■ **INPUT ROWS**
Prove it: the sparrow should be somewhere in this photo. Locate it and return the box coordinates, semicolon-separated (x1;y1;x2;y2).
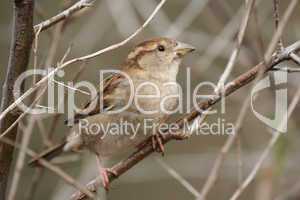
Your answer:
30;37;195;189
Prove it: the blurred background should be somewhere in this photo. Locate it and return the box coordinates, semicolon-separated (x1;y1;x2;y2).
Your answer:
0;0;300;200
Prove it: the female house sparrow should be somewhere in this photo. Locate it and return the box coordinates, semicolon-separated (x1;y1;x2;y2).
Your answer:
31;38;194;189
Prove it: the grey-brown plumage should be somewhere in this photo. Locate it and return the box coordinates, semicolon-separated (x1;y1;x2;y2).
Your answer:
29;38;194;189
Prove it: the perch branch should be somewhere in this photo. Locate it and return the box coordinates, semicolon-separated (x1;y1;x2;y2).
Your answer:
71;41;300;200
0;0;166;125
0;0;34;199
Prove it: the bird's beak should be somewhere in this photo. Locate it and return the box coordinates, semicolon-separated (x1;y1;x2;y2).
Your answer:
175;42;196;57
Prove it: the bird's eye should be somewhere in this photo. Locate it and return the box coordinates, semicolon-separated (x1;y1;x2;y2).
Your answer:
157;45;165;51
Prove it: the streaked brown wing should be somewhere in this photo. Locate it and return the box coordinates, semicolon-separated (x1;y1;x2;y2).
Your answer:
65;74;124;124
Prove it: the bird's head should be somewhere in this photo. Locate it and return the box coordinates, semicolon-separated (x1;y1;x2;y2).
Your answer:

■ **REQUIRED WORK**
Copy out every entry above word for word and leave out the picture.

■ **COMPLETED EXERCISE**
Prove it: the sparrow should be somewhere in this photo. Locate it and return the box coordinates, semicolon-separated (x1;y1;x2;y2).
Your answer:
30;37;195;189
Prove it: the blurred background should be somewhere in this photo. Locate it and return the box coordinates, semicolon-separated (x1;y1;x2;y2).
Your answer:
0;0;300;200
Prove it: the female house sparrow should be somewhere in this photo. Locate it and return the box coordinates, semicolon-separated (x1;y1;x2;y2).
Your answer:
31;38;194;189
Prove it: the grey-brown plumage should be somewhere in this photo. Locate it and return the box coordinates, semicolon-separated (x1;y1;x2;y2).
Your answer:
29;38;194;189
Prove it: the perch branch should be somewhere in this photo. Locate it and return the box coordinates, semicolon-separated (x1;y1;x2;y2).
Your answer:
71;41;300;200
0;0;166;125
0;0;34;199
Prove it: the bird's beak should be somewhere in this photo. Locate it and return the box coordinates, semicolon-separated (x1;y1;x2;y2).
Your answer:
175;42;196;57
Prove it: the bird's eye should be somewhere in this photo. Locate it and return the box coordinates, semicolon-separated (x1;y1;x2;y2).
Your answer:
157;45;165;51
Prove it: the streaked brown wing should be somewhere in this photo. Locate it and return the box coordinates, semicolon-separated (x1;y1;x2;y2).
Your answer:
65;74;124;124
Prove it: the bird's head should be somewhere in this photo. Locate it and return the box coordinates, semicolon-separated (x1;y1;x2;y2).
Your answer:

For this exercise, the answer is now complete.